▸ **Given problem**
Return every row below unchanged, matching each character and line break.
— start of Available records —
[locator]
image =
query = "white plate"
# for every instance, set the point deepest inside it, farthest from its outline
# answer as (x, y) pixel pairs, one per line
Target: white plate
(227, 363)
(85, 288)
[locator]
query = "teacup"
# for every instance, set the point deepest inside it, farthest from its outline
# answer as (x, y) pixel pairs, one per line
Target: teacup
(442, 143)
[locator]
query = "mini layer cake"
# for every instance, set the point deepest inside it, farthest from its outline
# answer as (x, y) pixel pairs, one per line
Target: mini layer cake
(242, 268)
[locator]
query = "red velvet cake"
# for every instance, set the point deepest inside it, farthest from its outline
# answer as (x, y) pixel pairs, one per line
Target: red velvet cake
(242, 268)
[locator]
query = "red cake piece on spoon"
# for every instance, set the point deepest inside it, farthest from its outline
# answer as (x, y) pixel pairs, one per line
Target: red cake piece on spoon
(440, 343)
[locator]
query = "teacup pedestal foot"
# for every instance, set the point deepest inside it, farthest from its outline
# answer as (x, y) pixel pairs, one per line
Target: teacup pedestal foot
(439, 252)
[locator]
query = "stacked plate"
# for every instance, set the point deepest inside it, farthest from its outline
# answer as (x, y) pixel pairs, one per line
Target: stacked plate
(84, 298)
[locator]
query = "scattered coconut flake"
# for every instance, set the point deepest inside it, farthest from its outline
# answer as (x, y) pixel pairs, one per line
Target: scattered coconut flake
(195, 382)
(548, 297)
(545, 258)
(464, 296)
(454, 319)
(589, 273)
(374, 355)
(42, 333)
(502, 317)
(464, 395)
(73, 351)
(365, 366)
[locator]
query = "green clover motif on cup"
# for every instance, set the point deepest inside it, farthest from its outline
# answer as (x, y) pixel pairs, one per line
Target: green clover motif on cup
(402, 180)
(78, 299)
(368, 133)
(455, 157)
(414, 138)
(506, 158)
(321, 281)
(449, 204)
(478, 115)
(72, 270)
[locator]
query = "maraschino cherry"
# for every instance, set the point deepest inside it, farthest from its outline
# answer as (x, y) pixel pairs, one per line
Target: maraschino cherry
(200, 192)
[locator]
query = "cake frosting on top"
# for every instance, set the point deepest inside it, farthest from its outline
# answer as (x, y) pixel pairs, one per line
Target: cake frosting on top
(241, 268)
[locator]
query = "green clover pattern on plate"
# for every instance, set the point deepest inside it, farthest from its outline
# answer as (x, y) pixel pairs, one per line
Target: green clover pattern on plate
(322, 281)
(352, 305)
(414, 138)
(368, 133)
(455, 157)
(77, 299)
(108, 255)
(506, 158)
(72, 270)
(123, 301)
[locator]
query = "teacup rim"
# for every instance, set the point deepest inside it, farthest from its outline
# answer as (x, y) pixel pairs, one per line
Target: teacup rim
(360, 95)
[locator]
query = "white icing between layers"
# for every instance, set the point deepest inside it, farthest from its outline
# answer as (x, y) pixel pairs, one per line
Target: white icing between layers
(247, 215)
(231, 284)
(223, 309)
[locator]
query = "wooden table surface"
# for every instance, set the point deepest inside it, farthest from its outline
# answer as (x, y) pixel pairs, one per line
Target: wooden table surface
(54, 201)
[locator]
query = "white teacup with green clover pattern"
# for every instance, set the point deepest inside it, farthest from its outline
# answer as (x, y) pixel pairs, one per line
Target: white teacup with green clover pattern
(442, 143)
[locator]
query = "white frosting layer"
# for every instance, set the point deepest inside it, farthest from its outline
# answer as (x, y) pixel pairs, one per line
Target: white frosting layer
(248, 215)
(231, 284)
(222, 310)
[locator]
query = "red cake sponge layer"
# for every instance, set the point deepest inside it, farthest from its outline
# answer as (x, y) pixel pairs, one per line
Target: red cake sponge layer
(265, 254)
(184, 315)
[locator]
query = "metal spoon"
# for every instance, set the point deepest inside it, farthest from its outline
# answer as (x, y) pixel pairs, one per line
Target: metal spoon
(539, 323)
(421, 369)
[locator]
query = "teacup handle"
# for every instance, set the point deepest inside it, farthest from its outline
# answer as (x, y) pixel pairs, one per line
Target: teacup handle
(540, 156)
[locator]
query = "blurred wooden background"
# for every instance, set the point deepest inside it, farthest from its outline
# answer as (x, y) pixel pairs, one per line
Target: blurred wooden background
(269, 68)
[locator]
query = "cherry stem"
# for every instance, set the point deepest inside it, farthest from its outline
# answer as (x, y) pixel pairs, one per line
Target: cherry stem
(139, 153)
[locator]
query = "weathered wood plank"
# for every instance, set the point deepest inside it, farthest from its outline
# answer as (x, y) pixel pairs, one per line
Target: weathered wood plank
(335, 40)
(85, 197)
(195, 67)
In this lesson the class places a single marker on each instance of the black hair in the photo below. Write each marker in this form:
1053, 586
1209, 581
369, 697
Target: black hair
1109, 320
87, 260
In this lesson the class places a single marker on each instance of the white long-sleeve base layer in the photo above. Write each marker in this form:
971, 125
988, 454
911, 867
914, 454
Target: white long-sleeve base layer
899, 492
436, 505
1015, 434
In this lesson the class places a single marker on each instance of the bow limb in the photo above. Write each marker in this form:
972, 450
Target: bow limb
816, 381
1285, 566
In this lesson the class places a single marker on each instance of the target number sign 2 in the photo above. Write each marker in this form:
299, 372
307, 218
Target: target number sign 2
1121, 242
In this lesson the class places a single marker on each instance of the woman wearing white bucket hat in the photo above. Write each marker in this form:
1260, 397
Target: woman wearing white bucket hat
— end of Available records —
▸ **Solution to the problem**
[locator]
image =
query = "white plate"
# for every instance, set the point deepest inside it, farthest from its outline
# answer as (x, y) pixel pairs, one per line
Target: white plate
(227, 363)
(85, 288)
[locator]
query = "teacup"
# for every instance, set the point deepest inside it, farthest from its outline
# answer as (x, y) pixel pairs, one per line
Target: teacup
(442, 143)
[locator]
query = "mini layer cake"
# for every instance, set the point deepest inside it, farthest from its outline
# answer as (x, y) pixel pairs, one per line
Target: mini layer cake
(242, 268)
[locator]
query = "red velvet cake"
# for every instance, set the point deepest inside it, farthest from its outline
# answer as (x, y) pixel pairs, one per line
Target: red velvet cake
(242, 268)
[locator]
query = "red cake piece on spoon"
# for every instance, set the point deepest inside it, farthest from its outline
# answer as (x, y) pixel pairs, one per line
Target: red cake piece on spoon
(440, 343)
[locator]
query = "teacup pedestal foot"
# for every instance, set the point deepest inside it, farthest from its outline
# answer as (x, y) pixel pairs, one per line
Target: teacup pedestal foot
(439, 252)
[locator]
query = "stacked plate"
# for every instance, set the point deepest inside it, farthest from its outline
# answer as (x, y) pixel pairs, one per line
Target: stacked plate
(84, 298)
[locator]
query = "scattered coconut flake"
# for every instance, set the point deepest inside it, farthest from its outline
# answer as (x, y) pixel pairs, one per line
Target: scattered coconut flake
(195, 382)
(548, 297)
(545, 258)
(464, 296)
(454, 319)
(589, 273)
(374, 355)
(42, 333)
(502, 317)
(464, 395)
(73, 351)
(365, 366)
[locator]
query = "green clover motif on cup"
# for every instance, set the point deepest inside it, farthest from its outline
# answer as (x, y) pixel pairs, one per line
Target: green clover motif on cup
(402, 180)
(78, 299)
(368, 133)
(455, 157)
(414, 138)
(506, 158)
(321, 281)
(449, 204)
(478, 115)
(72, 270)
[locator]
query = "maraschino cherry"
# for every instance, set the point deepest inside it, farthest from its outline
# answer as (x, y) pixel pairs, one per line
Target: maraschino cherry
(200, 192)
[locator]
query = "cake frosting on top"
# for every instance, set the point deepest inside it, farthest from its outline
# answer as (x, y) pixel pairs, one per line
Target: cake frosting on top
(241, 268)
[locator]
query = "green clover pattern on plate"
# for every instance, set the point deepest inside it, farthest from its outline
# answer as (x, y) pixel pairs, one per line
Target: green clover pattern on plate
(322, 281)
(352, 305)
(414, 138)
(368, 133)
(455, 157)
(77, 299)
(108, 255)
(506, 158)
(72, 270)
(123, 301)
[locator]
query = "teacup rim"
# for every instance, set the point deepest inside it, farthest from its outline
# answer as (x, y) pixel pairs, one per line
Target: teacup rim
(360, 95)
[locator]
query = "white icing between layers"
# for every instance, set the point deepest inside it, farthest from its outline
# answer as (x, y) pixel pairs, one per line
Target: white icing between layers
(247, 215)
(231, 284)
(223, 309)
[locator]
query = "wooden table surface"
# for every instance, set the point deepest inside it, farthest from its outline
# answer as (x, y) pixel pairs, one per line
Target: wooden table surface
(54, 201)
[locator]
query = "white teacup with green clover pattern"
# for every instance, set the point deepest inside it, farthest from its outline
# answer as (x, y) pixel pairs, one per line
Target: white teacup with green clover pattern
(442, 143)
[locator]
query = "white frosting layer"
# for every instance, set the point deepest inside it, farthest from its outline
# answer as (x, y) pixel pairs, one per line
Target: white frosting layer
(248, 215)
(231, 284)
(222, 310)
[locator]
query = "red cake sponge layer"
# for every instance, set the point deepest inside it, farthest from its outline
# answer as (x, y) pixel pairs, one per line
Target: red cake sponge layer
(265, 254)
(184, 315)
[locator]
query = "metal spoon"
# for every instance, set the point deepest inside it, farthest from its outline
# answer as (x, y) pixel pairs, one per line
Target: metal spoon
(539, 323)
(421, 369)
[locator]
query = "teacup handle"
# for every instance, set the point deepest inside it, farthest from its outline
# answer as (x, y) pixel pairs, one per line
Target: teacup handle
(540, 156)
[locator]
query = "blurred wooden background"
# for every instance, set the point deepest inside it, farthest from its outline
# answer as (x, y) pixel pairs, one per line
Target: blurred wooden background
(269, 68)
[locator]
query = "cherry stem"
# for every instance, set the point deepest inside it, farthest from its outline
# answer as (x, y) pixel pairs, one per line
Target: cherry stem
(139, 153)
[locator]
query = "weathered wood plank"
# for every instance, set the point deepest inside it, farthest from its outline
# answer as (x, y) pixel pairs, one per line
Target: weathered wood plank
(335, 40)
(85, 197)
(195, 67)
In this lesson the class places a single marker on each instance of the black hair in the photo below. Write each marker in this form:
1053, 586
1209, 581
369, 697
Target: black hair
1109, 320
87, 260
In this lesson the class places a single marker on each instance of the white long-sleeve base layer in the photo above. Write each marker in this form:
971, 125
988, 454
911, 867
914, 454
Target: white long-sleeve base layer
899, 492
436, 505
1015, 434
In this lesson the class places a single marker on each instance of the bow limb in the photo above. Write each marker in this form:
972, 450
Target: bow limb
816, 381
1285, 566
In this lesson the class places a single marker on each instance of the target number sign 2 in the photo above. Write each marker in this form:
299, 372
307, 218
Target: target number sign 2
1121, 242
In this lesson the class places a single marker on each instance of the woman wearing white bucket hat in the photo above. Write each marker in this form:
1260, 397
Target: woman wearing white bucket hat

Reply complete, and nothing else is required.